**REQUIREMENTS:** Return each line of the records that contains the word "dining".

[Rows from a dataset]

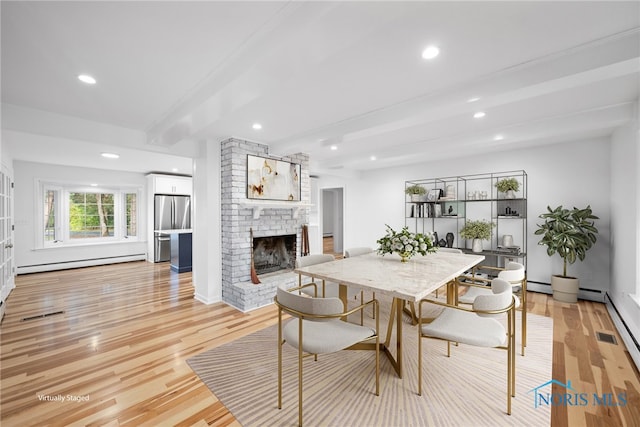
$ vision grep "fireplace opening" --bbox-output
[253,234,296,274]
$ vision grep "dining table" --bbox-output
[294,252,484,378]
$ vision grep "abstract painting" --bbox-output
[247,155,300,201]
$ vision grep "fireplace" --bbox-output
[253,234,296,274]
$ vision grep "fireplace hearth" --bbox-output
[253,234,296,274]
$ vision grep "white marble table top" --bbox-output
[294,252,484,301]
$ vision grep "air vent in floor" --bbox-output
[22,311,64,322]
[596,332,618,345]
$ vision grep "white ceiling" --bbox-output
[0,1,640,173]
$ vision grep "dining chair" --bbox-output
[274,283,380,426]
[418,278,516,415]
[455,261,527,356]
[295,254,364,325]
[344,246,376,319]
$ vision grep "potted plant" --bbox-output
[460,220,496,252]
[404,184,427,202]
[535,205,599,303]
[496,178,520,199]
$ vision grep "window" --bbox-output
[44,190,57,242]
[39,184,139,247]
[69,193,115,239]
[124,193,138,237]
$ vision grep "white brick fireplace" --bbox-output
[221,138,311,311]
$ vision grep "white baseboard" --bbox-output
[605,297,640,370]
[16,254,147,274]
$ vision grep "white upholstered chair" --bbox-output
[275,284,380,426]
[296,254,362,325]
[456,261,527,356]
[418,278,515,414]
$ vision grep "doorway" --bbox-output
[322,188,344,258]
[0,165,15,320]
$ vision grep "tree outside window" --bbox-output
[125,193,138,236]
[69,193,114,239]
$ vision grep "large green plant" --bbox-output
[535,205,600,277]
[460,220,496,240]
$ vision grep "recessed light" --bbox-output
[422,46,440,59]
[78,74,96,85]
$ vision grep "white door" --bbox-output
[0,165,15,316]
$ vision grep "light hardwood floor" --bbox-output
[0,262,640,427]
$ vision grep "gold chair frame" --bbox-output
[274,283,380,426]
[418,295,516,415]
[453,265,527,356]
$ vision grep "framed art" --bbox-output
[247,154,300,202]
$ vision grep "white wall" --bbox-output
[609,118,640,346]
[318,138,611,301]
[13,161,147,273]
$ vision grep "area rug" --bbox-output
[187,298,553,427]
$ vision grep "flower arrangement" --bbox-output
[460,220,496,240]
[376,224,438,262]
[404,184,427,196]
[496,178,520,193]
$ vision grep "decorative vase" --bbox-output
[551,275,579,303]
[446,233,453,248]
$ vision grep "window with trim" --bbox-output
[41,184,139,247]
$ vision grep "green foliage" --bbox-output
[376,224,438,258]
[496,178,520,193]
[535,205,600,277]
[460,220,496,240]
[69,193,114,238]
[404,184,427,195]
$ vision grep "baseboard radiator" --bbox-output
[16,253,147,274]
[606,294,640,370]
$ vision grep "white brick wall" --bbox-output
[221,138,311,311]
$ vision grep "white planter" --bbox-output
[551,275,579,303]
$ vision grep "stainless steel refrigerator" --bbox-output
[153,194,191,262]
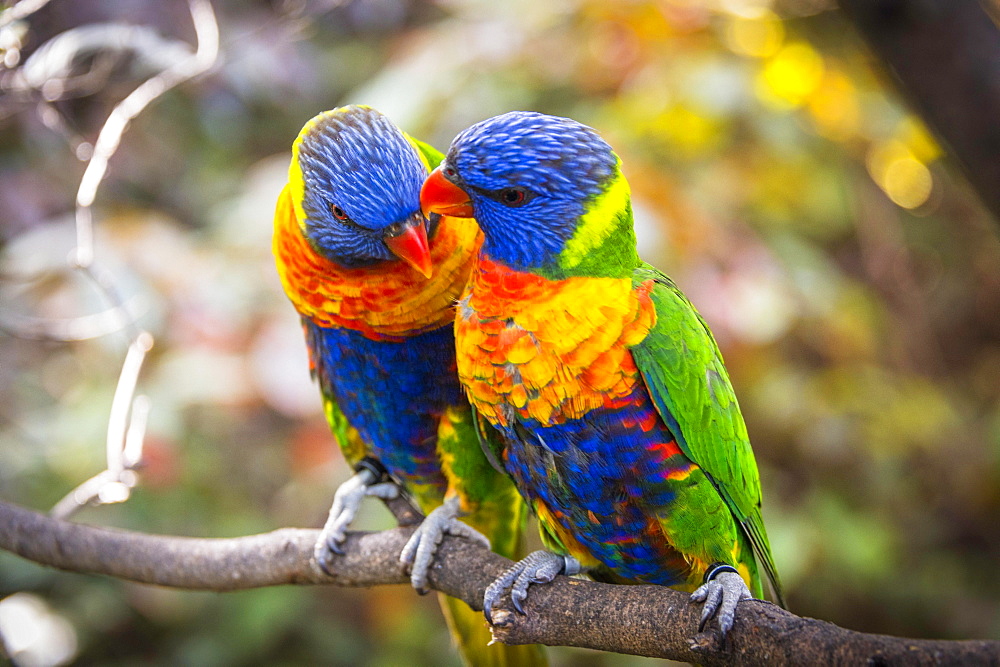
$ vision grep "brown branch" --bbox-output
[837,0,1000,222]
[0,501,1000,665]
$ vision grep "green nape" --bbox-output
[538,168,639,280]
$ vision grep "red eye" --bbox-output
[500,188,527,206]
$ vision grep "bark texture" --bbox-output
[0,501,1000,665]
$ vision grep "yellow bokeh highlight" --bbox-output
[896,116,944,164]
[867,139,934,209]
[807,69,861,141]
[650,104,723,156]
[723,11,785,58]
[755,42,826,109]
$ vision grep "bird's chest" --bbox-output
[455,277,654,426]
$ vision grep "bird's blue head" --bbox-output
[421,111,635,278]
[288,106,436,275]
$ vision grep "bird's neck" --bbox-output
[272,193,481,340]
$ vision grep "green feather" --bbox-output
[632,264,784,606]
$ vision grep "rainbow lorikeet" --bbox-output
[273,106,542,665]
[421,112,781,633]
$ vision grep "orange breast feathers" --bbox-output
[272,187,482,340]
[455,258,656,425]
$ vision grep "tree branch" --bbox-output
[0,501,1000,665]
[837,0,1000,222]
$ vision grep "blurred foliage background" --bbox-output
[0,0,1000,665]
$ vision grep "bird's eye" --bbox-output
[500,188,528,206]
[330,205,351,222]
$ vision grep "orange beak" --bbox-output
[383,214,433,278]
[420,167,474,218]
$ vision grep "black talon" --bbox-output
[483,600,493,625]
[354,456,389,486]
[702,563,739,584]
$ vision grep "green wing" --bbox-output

**RESPONSE FOR THIS EXERCISE:**
$ vision grep "dining table" --bbox-output
$ vision grep "dining chair" --bbox-output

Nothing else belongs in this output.